▶ _What is required_: Quote every line as given.

Rows from a pointing dataset

════════

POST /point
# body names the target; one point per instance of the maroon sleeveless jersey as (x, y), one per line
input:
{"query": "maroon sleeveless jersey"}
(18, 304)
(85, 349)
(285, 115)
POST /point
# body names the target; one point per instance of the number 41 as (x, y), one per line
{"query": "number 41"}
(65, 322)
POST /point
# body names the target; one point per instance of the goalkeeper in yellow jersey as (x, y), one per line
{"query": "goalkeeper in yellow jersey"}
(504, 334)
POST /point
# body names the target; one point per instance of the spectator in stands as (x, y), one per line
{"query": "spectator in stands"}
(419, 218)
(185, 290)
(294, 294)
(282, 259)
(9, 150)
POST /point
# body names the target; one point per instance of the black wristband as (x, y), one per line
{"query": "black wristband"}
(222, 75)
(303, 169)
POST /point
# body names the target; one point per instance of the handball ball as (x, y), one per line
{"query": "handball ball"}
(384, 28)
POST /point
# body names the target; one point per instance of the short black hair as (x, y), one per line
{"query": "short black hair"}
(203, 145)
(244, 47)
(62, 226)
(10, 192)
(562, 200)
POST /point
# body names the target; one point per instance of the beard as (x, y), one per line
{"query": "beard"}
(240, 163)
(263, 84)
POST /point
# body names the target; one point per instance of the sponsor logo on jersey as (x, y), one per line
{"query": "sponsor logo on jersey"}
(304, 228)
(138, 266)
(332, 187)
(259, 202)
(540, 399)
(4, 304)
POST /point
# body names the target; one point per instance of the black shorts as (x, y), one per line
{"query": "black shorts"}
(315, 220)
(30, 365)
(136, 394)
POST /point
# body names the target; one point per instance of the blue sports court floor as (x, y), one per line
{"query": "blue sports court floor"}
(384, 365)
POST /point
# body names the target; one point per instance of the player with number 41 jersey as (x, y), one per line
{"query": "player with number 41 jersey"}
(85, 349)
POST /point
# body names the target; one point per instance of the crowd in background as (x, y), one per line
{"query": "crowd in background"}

════════

▶ _Solution to the exercise_:
POST /point
# body names the target; one point per instance of the maroon sleeveless jersey as (x, y), one per line
input:
{"query": "maroon sleeveless jersey"}
(18, 304)
(85, 349)
(285, 115)
POST /point
# body names the target; one point per instance of the number 41 as (x, y), one per line
{"query": "number 41"}
(65, 322)
POST /point
# body names the target; one point per instance of the goalkeeper in yellow jersey as (x, y), one per line
{"query": "goalkeeper in yellow jersey"}
(504, 334)
POST /point
# body names the target; one point per instance of the spectator in stands as (x, y), one per line
{"query": "spectator in stands"}
(419, 218)
(185, 290)
(294, 294)
(282, 259)
(9, 150)
POST /point
# body names the target; one point per instance of the black wristband as (x, y), one per line
{"query": "black wristband"}
(222, 75)
(303, 169)
POST /point
# body names the target; one point per instance of the handball ball as (x, y), one per line
{"query": "handball ball"}
(384, 28)
POST /point
# body names the target; one point per instance of the short black hair as (x, y), one per line
{"query": "short black hair"}
(203, 145)
(244, 47)
(62, 226)
(10, 192)
(562, 200)
POST /point
# body names the target; one point per instance of the beard as (x, y), one per line
{"query": "beard"}
(240, 163)
(263, 84)
POST /point
# body names the target; one point per instance of the sponsor logo on jersey as (x, y), one per line
{"query": "sponsor logo on jersey"}
(304, 228)
(138, 266)
(332, 187)
(259, 202)
(540, 399)
(4, 304)
POST /point
# body names the target; one point per instance of the black shorts as (x, y), one per line
{"query": "black shorts"}
(315, 220)
(30, 365)
(136, 394)
POST /point
# body names the target; one point per instance of the blue sports court floor as (x, y), one per line
{"query": "blue sports court floor"}
(384, 365)
POST /point
# body names the target; one point per instance of the player with number 41 jersey as (x, y), one per line
{"query": "player with number 41 jersey"}
(85, 349)
POST /point
# body names the target; one point per instance of the crowd in background as (x, y), one per line
{"query": "crowd in background"}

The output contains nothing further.